Your objective: How many lines in the items below contain the string "every", matching case exactly? Reply with the number only.
<<<<
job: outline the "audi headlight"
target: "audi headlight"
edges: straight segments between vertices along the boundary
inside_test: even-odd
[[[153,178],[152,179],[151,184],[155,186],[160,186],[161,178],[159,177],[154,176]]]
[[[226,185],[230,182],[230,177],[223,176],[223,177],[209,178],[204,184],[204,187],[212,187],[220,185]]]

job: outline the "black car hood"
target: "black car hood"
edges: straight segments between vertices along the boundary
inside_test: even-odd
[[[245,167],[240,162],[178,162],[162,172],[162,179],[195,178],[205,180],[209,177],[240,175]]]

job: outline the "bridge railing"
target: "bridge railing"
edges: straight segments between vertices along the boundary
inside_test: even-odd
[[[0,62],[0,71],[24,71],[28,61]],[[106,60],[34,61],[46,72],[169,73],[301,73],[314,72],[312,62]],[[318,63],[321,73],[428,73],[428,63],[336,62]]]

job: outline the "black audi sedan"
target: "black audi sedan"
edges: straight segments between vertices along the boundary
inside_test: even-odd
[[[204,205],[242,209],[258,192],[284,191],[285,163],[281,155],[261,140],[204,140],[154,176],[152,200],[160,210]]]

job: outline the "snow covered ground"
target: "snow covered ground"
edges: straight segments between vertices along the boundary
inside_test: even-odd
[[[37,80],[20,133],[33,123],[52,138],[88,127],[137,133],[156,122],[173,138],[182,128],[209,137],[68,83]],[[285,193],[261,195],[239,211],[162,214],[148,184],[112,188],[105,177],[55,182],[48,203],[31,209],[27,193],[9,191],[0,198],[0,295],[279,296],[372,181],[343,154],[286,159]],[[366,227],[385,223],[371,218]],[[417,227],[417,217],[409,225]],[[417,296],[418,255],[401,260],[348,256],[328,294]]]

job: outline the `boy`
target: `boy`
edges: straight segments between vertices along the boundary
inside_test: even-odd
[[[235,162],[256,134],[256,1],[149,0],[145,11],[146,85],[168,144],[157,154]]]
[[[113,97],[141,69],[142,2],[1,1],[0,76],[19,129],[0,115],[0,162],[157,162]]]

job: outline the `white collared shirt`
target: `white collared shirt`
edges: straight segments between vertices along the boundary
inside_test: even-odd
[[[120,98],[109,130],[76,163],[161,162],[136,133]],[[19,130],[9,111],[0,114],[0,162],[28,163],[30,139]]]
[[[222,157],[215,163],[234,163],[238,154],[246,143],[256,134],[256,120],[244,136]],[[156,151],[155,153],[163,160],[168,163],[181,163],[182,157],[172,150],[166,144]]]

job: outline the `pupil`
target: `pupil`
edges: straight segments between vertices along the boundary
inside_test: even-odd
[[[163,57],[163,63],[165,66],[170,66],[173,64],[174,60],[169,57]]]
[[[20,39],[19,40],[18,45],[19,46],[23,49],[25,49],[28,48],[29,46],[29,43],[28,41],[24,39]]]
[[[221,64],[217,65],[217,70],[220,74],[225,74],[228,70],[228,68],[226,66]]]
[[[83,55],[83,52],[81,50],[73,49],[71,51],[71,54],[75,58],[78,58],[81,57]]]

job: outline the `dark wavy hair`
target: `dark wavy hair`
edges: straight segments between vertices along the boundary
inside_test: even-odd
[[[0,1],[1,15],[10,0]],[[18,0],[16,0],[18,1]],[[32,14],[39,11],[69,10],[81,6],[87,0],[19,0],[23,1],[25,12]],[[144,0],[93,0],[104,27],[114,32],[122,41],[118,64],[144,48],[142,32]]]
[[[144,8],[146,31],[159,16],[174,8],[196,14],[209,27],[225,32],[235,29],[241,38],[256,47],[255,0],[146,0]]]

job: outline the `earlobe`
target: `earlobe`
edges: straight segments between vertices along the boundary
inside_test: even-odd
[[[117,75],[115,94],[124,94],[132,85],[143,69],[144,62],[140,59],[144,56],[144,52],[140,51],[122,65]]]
>>>>
<<<<
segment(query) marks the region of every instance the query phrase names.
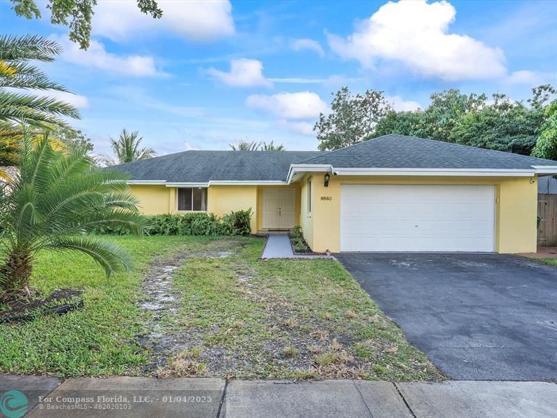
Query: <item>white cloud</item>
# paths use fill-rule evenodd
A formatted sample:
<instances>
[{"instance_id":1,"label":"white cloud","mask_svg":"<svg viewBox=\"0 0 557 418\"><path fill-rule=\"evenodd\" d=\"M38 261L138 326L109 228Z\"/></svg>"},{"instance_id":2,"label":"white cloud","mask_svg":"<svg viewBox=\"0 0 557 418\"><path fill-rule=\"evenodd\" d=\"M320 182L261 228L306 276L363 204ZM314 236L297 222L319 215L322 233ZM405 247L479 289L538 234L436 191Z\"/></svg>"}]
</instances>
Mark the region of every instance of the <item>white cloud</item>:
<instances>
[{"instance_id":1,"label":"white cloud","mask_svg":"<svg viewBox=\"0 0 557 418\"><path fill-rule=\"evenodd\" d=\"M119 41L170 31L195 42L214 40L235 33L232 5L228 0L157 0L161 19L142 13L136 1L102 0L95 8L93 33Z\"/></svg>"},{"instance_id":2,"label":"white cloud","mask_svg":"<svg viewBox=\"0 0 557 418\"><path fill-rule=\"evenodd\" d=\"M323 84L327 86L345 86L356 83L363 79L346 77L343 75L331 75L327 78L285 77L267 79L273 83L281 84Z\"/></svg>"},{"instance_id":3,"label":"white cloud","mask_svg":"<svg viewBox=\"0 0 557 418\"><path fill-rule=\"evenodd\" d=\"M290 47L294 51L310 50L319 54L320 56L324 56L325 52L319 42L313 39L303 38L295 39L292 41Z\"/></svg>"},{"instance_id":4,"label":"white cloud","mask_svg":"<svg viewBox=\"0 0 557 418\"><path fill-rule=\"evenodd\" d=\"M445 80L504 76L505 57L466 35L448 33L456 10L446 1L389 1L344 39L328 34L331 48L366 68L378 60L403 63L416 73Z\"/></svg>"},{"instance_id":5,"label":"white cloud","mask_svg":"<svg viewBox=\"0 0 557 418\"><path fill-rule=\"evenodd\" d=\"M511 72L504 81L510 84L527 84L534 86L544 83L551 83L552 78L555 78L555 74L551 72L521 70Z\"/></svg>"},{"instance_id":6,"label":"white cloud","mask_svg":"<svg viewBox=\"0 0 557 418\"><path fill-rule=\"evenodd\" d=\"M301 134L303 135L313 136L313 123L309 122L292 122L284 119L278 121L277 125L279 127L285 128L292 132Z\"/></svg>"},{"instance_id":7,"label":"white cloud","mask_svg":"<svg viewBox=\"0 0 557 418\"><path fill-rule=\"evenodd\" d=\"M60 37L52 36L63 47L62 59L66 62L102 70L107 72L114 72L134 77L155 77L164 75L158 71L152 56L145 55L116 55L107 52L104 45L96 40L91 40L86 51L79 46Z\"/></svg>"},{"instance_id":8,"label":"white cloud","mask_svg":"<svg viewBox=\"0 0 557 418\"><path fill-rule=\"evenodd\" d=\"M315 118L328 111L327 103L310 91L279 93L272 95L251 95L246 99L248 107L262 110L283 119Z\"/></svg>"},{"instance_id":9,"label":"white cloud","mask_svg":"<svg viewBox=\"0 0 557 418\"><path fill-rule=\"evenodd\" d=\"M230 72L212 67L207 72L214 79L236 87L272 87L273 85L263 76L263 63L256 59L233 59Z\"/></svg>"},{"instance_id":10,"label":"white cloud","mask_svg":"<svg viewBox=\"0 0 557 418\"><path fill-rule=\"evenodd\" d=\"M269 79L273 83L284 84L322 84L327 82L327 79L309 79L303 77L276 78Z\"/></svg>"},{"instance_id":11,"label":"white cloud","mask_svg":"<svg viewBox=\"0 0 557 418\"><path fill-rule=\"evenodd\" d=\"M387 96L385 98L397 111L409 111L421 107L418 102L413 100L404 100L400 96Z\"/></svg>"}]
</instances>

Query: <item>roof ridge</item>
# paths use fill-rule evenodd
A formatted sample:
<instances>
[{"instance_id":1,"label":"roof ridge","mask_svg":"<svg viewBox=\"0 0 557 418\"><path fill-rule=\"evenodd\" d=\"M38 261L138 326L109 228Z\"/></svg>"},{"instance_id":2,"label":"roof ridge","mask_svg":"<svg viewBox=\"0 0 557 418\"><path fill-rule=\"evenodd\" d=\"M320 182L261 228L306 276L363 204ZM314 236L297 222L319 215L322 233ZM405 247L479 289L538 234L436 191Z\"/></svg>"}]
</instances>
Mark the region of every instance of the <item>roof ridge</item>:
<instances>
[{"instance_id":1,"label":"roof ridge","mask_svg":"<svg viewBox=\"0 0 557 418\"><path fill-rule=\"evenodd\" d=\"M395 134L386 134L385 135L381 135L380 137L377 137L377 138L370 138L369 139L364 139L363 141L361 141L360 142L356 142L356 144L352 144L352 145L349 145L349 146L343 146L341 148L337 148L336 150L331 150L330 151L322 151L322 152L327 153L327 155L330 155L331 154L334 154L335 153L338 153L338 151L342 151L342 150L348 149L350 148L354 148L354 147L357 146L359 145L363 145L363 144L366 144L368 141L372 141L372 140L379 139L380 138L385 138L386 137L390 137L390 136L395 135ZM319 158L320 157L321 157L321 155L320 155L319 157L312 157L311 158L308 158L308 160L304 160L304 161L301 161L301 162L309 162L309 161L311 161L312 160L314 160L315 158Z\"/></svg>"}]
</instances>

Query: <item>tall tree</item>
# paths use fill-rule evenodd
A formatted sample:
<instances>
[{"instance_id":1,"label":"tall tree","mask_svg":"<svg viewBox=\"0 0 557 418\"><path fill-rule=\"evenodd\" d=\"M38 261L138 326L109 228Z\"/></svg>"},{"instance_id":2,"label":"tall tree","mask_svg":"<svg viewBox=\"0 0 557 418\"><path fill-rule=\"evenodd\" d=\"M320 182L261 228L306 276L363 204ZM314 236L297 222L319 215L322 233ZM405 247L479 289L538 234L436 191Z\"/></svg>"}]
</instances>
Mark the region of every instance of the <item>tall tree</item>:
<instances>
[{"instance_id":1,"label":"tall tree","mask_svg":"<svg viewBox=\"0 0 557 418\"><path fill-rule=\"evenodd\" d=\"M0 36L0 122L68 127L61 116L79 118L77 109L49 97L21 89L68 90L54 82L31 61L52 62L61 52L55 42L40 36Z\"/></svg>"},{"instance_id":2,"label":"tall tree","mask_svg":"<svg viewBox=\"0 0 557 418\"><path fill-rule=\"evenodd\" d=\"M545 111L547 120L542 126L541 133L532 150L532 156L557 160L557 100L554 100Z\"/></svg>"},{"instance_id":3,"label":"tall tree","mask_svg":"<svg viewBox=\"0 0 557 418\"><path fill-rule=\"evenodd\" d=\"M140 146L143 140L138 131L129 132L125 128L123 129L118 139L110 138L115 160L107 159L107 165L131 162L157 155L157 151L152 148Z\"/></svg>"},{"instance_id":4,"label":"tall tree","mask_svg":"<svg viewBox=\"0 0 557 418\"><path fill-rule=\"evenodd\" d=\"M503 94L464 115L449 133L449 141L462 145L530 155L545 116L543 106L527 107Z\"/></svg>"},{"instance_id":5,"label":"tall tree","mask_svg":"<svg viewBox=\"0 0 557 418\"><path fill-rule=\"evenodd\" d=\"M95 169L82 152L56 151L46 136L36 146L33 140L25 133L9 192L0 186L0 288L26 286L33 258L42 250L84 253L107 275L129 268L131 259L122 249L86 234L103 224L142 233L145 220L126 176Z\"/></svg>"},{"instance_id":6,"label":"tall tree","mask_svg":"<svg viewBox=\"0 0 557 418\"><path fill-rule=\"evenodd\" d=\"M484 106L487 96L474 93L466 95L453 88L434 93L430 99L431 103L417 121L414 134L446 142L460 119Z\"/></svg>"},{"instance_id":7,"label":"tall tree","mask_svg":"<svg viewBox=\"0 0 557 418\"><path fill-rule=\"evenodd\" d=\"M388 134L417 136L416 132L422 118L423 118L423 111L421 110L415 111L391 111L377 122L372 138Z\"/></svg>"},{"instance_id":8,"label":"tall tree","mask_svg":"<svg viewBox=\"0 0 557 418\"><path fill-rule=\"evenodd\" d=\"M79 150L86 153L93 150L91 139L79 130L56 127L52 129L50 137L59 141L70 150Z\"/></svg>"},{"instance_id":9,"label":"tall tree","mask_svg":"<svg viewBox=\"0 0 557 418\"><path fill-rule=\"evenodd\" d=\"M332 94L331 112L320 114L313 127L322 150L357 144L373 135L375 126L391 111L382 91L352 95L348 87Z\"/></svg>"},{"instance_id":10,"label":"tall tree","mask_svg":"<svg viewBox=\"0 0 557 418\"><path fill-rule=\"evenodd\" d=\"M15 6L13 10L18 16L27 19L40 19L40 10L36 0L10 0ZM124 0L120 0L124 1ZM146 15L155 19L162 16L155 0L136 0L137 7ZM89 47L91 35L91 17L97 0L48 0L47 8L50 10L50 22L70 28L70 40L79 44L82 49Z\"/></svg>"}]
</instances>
>>>>
Exercise answer: 4